**What the exercise asks**
Without the pictures, give the entries below again exactly as written.

--- start ---

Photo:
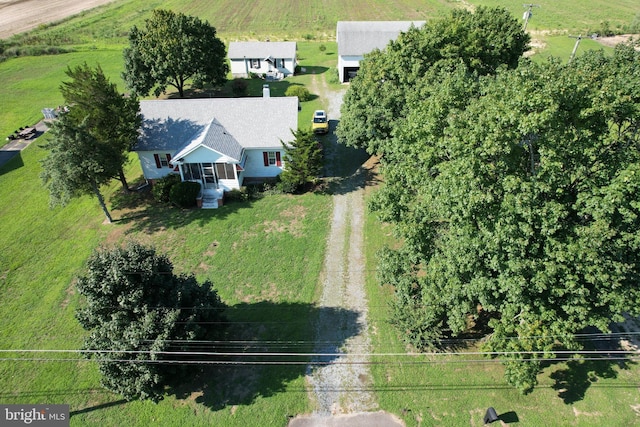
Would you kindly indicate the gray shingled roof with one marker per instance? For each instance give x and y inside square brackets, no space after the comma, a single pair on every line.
[355,38]
[173,124]
[216,137]
[262,50]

--- end ---

**Full answer**
Photo:
Would you kindly indicate the gray shingled roof with one marker per instance? For each instance give x and y inside square brackets, no space after the comma, a single pair on every line.
[355,38]
[173,124]
[216,137]
[262,50]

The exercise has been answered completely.